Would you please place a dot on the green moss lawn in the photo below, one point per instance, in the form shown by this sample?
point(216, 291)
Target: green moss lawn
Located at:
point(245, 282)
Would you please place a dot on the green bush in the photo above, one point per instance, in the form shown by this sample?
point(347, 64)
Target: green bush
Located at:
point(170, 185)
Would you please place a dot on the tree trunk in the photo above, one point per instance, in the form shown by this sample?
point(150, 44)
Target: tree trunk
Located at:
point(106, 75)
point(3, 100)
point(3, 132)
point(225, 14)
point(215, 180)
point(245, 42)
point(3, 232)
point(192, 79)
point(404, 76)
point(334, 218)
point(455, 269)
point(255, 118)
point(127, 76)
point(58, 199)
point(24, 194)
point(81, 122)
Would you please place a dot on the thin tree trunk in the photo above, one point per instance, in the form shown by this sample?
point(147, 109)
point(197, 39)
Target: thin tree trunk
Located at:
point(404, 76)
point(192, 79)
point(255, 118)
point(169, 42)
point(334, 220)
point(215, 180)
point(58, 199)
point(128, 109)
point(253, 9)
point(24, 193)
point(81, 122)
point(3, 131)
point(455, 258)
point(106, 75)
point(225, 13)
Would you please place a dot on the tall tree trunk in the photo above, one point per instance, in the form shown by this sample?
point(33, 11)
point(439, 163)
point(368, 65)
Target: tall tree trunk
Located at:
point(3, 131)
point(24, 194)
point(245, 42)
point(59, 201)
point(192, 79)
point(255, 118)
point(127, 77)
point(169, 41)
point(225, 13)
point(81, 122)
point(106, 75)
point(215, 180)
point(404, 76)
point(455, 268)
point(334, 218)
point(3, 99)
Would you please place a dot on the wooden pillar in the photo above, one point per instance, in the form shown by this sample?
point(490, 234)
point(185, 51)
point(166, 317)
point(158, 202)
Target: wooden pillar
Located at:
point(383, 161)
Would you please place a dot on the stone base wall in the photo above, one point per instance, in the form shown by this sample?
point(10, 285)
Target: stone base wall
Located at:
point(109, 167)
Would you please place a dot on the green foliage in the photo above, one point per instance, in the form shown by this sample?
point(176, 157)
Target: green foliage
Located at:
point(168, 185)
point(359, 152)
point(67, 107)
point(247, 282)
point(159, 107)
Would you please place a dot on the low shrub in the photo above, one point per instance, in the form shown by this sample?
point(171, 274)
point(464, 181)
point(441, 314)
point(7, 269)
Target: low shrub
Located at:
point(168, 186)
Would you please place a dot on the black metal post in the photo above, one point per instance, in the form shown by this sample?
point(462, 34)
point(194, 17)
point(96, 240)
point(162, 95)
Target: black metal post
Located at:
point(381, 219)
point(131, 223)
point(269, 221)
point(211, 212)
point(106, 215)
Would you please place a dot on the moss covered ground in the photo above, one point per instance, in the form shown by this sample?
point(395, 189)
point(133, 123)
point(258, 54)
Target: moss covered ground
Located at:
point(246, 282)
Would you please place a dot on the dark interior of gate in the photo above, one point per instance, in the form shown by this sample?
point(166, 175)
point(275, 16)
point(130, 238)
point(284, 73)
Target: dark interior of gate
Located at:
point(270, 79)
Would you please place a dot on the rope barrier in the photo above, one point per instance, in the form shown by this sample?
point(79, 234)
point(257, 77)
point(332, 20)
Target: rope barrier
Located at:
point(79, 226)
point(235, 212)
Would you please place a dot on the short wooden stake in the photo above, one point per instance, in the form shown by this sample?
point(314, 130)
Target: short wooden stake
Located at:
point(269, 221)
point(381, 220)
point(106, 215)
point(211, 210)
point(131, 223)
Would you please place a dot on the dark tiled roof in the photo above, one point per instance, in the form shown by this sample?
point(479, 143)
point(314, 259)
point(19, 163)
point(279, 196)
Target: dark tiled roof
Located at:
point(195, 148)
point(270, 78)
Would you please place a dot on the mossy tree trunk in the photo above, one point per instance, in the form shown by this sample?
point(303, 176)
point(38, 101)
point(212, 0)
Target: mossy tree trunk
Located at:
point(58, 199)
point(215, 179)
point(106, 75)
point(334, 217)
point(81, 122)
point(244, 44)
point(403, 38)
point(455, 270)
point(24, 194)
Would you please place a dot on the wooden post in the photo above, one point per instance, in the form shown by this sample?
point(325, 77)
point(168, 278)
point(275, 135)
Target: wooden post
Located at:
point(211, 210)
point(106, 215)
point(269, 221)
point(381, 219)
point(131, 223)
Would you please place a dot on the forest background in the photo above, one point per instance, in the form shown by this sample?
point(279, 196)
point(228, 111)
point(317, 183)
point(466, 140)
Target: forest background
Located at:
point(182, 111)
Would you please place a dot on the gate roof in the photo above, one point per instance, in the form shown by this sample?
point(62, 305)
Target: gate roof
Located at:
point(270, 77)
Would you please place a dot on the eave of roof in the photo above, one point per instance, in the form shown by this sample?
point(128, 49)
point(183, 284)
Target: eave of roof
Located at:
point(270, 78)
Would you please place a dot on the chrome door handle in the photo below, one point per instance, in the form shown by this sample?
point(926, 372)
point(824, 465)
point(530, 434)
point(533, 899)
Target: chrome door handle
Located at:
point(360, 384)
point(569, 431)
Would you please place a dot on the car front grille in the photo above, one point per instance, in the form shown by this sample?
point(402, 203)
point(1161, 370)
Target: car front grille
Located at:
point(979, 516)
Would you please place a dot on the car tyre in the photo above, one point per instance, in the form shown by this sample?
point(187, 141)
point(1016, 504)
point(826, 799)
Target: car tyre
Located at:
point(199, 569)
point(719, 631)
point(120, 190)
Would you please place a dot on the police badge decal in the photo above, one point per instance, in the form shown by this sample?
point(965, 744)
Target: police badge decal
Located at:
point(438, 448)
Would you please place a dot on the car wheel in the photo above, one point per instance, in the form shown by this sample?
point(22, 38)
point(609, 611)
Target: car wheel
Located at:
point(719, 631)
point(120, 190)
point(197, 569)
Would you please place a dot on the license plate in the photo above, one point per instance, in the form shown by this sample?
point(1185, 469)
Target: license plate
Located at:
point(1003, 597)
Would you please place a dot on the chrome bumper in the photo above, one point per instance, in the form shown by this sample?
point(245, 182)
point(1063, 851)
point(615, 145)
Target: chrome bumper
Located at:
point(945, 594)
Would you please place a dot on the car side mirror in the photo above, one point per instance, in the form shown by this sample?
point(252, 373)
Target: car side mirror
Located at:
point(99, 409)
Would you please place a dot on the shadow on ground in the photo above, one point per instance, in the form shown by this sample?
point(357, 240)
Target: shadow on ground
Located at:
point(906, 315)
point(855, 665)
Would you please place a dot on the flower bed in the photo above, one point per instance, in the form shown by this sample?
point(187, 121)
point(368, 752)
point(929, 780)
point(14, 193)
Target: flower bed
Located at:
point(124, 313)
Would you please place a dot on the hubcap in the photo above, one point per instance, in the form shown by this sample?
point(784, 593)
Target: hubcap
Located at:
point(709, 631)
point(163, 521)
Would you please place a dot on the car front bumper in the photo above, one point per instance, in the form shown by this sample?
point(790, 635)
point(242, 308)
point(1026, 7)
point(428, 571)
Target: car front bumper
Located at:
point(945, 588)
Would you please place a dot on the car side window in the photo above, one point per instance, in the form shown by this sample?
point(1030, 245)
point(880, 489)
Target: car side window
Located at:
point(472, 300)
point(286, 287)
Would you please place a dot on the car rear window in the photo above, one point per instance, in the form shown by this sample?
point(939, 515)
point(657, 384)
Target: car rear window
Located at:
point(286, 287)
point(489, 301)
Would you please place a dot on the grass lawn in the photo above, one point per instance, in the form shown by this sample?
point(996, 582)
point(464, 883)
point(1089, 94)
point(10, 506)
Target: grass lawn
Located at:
_____
(Requirements)
Copy out the whole listing exactly; please set it all down.

(Answer to the task)
Would you please place a dot on the green moss lawn in the photo below, one point per instance, in the form shown by this sample?
point(216, 291)
Target: green moss lawn
Located at:
point(245, 282)
Would you please place a dot on the green bush in the photo above, one point per instance, in the form shown by this sample?
point(347, 64)
Target: green bush
Located at:
point(170, 185)
Would you please place a dot on the tree trunk in the photo above, one point per instance, in the form shown by this sample?
point(150, 44)
Target: tree trunk
Located at:
point(106, 75)
point(3, 100)
point(3, 132)
point(225, 14)
point(215, 180)
point(245, 42)
point(3, 232)
point(192, 79)
point(404, 76)
point(334, 218)
point(455, 269)
point(255, 118)
point(127, 76)
point(58, 199)
point(24, 194)
point(81, 122)
Would you please place a dot on the thin tree trunk in the photo above, one point per instance, in the form shown by this sample?
point(147, 109)
point(197, 39)
Target: thin tree trunk
Located at:
point(404, 76)
point(192, 79)
point(255, 118)
point(169, 42)
point(334, 220)
point(215, 180)
point(58, 199)
point(128, 109)
point(253, 9)
point(24, 193)
point(81, 122)
point(3, 131)
point(455, 258)
point(106, 75)
point(225, 13)
Would you please place a dot on the tall tree trunk in the photo above, one point per instance, in the form shown by this sample?
point(33, 11)
point(439, 163)
point(368, 65)
Target: tall tree trunk
Located at:
point(3, 131)
point(24, 194)
point(245, 42)
point(59, 201)
point(192, 79)
point(255, 118)
point(127, 77)
point(169, 41)
point(225, 13)
point(81, 122)
point(106, 75)
point(215, 180)
point(404, 76)
point(455, 268)
point(334, 218)
point(3, 99)
Would you please place a dot on the wooden pillar in the photo above, one point per instance, in the form shown by this sample?
point(490, 234)
point(185, 51)
point(166, 317)
point(158, 202)
Target: wooden pillar
Located at:
point(383, 161)
Would you please place a dot on the stone base wall in the photo above, one point per instance, in the form shown by this sample?
point(10, 285)
Target: stone base wall
Located at:
point(109, 167)
Would you please place a dot on the green foliage in the photo above, one point per instance, in the form shown by this sample?
point(176, 157)
Target: green foliage
Located at:
point(168, 185)
point(359, 152)
point(67, 107)
point(247, 282)
point(159, 107)
Would you please place a dot on the low shrub in the photo above, one point per instance, in the form shown by this sample?
point(171, 274)
point(464, 181)
point(441, 314)
point(7, 269)
Target: low shrub
Located at:
point(168, 186)
Would you please place a dot on the black metal post in the photo above, one point per instance, in the form shown by this sample?
point(462, 34)
point(194, 17)
point(96, 240)
point(162, 95)
Target: black metal post
Located at:
point(381, 219)
point(131, 223)
point(269, 221)
point(211, 212)
point(106, 215)
Would you please place a dot on the moss covered ground in the photo above, one point per instance, in the form shown by this sample?
point(395, 189)
point(133, 123)
point(258, 54)
Target: moss covered ground
Located at:
point(246, 282)
Would you please place a dot on the dark interior of gate in the photo above, one point per instance, in the form shown by this sample?
point(166, 175)
point(275, 16)
point(130, 238)
point(284, 73)
Target: dark interior of gate
Located at:
point(270, 79)
Would you please place a dot on the rope barrier in the photo above, one point per instance, in the form shown by this sample?
point(79, 234)
point(257, 77)
point(332, 20)
Target: rope barrier
Located at:
point(79, 226)
point(235, 212)
Would you please place a dot on the short wooden stake in the photo above, one point per instance, in the form shown by this sample?
point(314, 130)
Target: short wooden stake
Located at:
point(269, 221)
point(381, 220)
point(106, 215)
point(211, 210)
point(131, 223)
Would you please place a dot on the dark tiled roof in the photo above, one point per instance, in the form shown by this sample?
point(479, 143)
point(314, 259)
point(19, 163)
point(279, 196)
Target: dark tiled roof
Located at:
point(195, 148)
point(270, 78)
Would you please place a dot on the mossy tree trunk in the photo above, one point per instance, in the form shown by this sample?
point(303, 176)
point(38, 101)
point(212, 0)
Target: mossy tree trunk
Located at:
point(58, 199)
point(215, 179)
point(106, 75)
point(334, 217)
point(81, 122)
point(244, 44)
point(403, 38)
point(455, 270)
point(24, 194)
Would you please place a dot on the wooden post in the photo above, one point per instance, in the form shown by this sample?
point(325, 77)
point(168, 278)
point(275, 135)
Target: wooden post
Located at:
point(211, 210)
point(106, 215)
point(269, 221)
point(381, 219)
point(131, 223)
Would you please place a dot on the forest background in the photo above, one point per instance, in the form shown by this sample?
point(279, 196)
point(228, 111)
point(317, 183)
point(466, 140)
Target: forest background
Located at:
point(182, 111)
Would you please place a dot on the gate roof in the photo above, one point per instance, in the form shown by this sample?
point(62, 305)
Target: gate roof
Located at:
point(270, 77)
Would you please place a dot on the eave of roof in the photo above, one point per instance, in the form shown by this sample?
point(128, 49)
point(183, 284)
Target: eave of roof
Located at:
point(270, 78)
Would you please place a dot on the chrome door handle in the photo below, one point per instance, in the form shown by this sample?
point(926, 372)
point(824, 465)
point(530, 434)
point(533, 899)
Target: chrome door handle
Located at:
point(360, 384)
point(569, 431)
Would you please place a dot on the car front grille in the photo above, one point per instance, in the form shown by this sample?
point(402, 203)
point(1161, 370)
Target: car front grille
Located at:
point(979, 516)
Would you please place a dot on the car tyre in the photo above, one point per instance, in the form shown by this sample?
point(187, 141)
point(1016, 504)
point(826, 799)
Target: car tyre
Located at:
point(199, 569)
point(719, 631)
point(120, 190)
Would you please place a dot on the police badge decal in the photo above, one point per instance, in the form shown by this sample?
point(965, 744)
Target: police badge decal
Located at:
point(438, 448)
Would you please place a dot on the car wheel in the photo above, one point per instance, in the form shown by this sample?
point(22, 38)
point(609, 611)
Target: car wheel
Located at:
point(719, 631)
point(120, 190)
point(197, 569)
Would you please place a dot on the license plate in the photo above, one point per instance, in the form shown by this sample?
point(1185, 469)
Target: license plate
Located at:
point(1003, 597)
Would you please place a dot on the chrome bumper in the photo above, one point per instance, in the form shown by this sample?
point(245, 182)
point(1063, 851)
point(615, 145)
Target: chrome bumper
Located at:
point(945, 594)
Would you please place a dot on the car side mirror in the photo above, one point per instance, in the form shown by this sample?
point(252, 373)
Target: car side mirror
Located at:
point(99, 409)
Would you please place a dot on the shadow on ground in the photo above, one point per instance, in the form shown by this sample?
point(357, 240)
Target: shadow on ground
Located at:
point(906, 315)
point(855, 665)
Would you please place a dot on the flower bed in the photo above, one point per instance, in the form shown by this sample?
point(187, 121)
point(368, 752)
point(929, 780)
point(14, 193)
Target: flower bed
Located at:
point(124, 313)
Would you please place a dot on the hubcap in the photo above, one point per instance, in the form shown by this sample?
point(784, 593)
Target: hubcap
Located at:
point(709, 631)
point(163, 521)
Would you please place a dot on the car front bumper in the photo above, one point per instance, in the form shown by this sample?
point(790, 635)
point(242, 308)
point(1026, 7)
point(428, 571)
Target: car front bumper
Located at:
point(945, 588)
Would you please place a dot on the car side window in the photo above, one point per instance, in the form shown by this sample?
point(1030, 245)
point(880, 489)
Target: car side window
Located at:
point(472, 300)
point(286, 287)
Would you please place a dot on the car rear window in the photo above, one point per instance, in the form shown by this sample?
point(939, 515)
point(657, 384)
Target: car rear window
Located at:
point(286, 287)
point(489, 301)
Would you please place a dot on the grass lawn in the photo above, one point per instance, in the form shown by this sample?
point(996, 582)
point(464, 883)
point(1089, 94)
point(10, 506)
Target: grass lawn
Located at:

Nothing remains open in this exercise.